7月27日にXbox Series X|S対応を控えるマイクロソフト フライトシミュレーター が、PCでも同日のアップデートで大幅なパフォーマンス向上を果たすことが分かりました。
開発者Q&Aセッションで公開された例では、開発用PCで30から35fps程度だったマンハッタン島近辺の低空飛行が、Sim Update 5適用後には60fps近くまで滑らかになり、RAM使用量も10GB近く低減しています。
『Microsoft Flight SImulator』(MSFS)は、1982年から続くマイクロソフト最長寿ゲームシリーズの最新作。2020年夏に14年ぶりの新作としてリリースされた今作では、衛星写真や航空写真、Bingマップの地図データ等をAI処理することで、全世界の樹木 約2兆本、建造物 約15億棟、空港 約3万7000か所などを再現します。

------------------------------------------------------------

### やること
1 > 次の(a)〜(c)が提示文の内容と合うかどうか、それぞれ「はい」か「いいえ」で答え、判断の決め手となる提示文の語句をそのまま引用すること。
(a) Xbox Series X|Sへの対応は7月27日に予定されている。
(b) Sim Update 5の適用後、RAM使用量は10GB近く増えた。
(c) 今作は2019年にリリースされた。
2 > 提示文のうち、「7月27日にXbox Series X|S対応を控えるマイクロソフト」を含む語句から始め、「約2兆本、建造物 約15億棟、空港 約3万7000か所などを再現します。」の後で止めて、その範囲を一字も変えずに書き写すこと。

------------------------------------------------------------

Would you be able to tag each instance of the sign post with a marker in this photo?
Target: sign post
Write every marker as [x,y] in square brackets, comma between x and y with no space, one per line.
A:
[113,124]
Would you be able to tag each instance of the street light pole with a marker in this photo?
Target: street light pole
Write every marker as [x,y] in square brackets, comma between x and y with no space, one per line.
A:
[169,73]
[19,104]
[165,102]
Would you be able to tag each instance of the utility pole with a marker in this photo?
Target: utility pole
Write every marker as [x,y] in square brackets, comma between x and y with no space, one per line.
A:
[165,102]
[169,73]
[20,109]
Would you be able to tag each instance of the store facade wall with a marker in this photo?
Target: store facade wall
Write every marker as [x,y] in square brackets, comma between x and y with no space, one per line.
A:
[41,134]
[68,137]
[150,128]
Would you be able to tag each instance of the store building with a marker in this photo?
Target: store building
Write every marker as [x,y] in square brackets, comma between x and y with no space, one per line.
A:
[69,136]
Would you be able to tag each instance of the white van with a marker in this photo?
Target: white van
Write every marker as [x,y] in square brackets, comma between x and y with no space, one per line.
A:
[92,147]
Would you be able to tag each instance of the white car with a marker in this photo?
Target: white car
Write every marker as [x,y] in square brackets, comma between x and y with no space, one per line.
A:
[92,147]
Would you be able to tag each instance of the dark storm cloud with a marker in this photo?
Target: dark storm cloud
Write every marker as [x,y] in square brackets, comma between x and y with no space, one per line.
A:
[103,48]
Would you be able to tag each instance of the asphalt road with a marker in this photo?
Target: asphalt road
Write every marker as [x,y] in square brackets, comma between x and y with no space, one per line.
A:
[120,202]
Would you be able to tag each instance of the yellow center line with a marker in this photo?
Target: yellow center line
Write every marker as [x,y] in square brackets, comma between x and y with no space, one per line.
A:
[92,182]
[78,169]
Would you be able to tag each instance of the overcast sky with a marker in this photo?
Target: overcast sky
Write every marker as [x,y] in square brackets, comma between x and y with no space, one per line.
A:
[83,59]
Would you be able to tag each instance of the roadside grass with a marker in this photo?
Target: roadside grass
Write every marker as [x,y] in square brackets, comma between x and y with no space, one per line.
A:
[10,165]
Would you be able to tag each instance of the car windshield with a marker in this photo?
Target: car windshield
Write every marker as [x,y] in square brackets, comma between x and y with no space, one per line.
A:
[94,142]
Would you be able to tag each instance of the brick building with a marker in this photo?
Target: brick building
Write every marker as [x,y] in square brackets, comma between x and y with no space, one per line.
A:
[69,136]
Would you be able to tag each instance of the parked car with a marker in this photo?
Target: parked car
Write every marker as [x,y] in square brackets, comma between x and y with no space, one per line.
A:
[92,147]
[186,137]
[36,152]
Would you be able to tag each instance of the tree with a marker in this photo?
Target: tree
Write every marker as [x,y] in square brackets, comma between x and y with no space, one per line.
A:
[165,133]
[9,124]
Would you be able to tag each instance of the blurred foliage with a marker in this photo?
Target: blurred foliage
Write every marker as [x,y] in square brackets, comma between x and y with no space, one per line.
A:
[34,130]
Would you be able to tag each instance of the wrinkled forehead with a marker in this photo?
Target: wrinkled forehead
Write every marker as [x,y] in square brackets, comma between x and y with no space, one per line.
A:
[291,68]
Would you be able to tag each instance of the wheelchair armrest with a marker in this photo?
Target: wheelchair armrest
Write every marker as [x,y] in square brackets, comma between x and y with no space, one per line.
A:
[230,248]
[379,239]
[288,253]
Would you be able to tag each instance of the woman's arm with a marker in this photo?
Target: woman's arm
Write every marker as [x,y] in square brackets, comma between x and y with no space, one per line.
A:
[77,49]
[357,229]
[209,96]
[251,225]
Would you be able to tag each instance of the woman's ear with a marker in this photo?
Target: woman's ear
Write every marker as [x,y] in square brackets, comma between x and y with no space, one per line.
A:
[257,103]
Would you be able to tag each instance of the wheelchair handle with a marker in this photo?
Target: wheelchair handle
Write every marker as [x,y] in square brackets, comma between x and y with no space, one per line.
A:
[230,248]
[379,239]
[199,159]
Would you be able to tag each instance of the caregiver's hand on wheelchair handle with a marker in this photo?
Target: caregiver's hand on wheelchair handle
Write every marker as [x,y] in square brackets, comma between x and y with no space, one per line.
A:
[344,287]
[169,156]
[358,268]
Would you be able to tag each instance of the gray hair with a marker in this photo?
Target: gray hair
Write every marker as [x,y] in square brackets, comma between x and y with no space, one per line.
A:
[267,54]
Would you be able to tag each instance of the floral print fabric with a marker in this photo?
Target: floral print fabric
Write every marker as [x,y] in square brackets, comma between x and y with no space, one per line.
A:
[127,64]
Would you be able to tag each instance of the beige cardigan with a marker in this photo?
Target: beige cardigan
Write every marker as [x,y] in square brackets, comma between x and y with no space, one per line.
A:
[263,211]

------------------------------------------------------------

### 解いた課題
1 >
(a) はい。「7月27日にXbox Series X|S対応を控える」
(b) いいえ。「RAM使用量も10GB近く低減しています」
(c) いいえ。「2020年夏に14年ぶりの新作としてリリースされた」

2 >
7月27日にXbox Series X|S対応を控えるマイクロソフト フライトシミュレーター が、PCでも同日のアップデートで大幅なパフォーマンス向上を果たすことが分かりました。
開発者Q&Aセッションで公開された例では、開発用PCで30から35fps程度だったマンハッタン島近辺の低空飛行が、Sim Update 5適用後には60fps近くまで滑らかになり、RAM使用量も10GB近く低減しています。
『Microsoft Flight SImulator』(MSFS)は、1982年から続くマイクロソフト最長寿ゲームシリーズの最新作。2020年夏に14年ぶりの新作としてリリースされた今作では、衛星写真や航空写真、Bingマップの地図データ等をAI処理することで、全世界の樹木 約2兆本、建造物 約15億棟、空港 約3万7000か所などを再現します。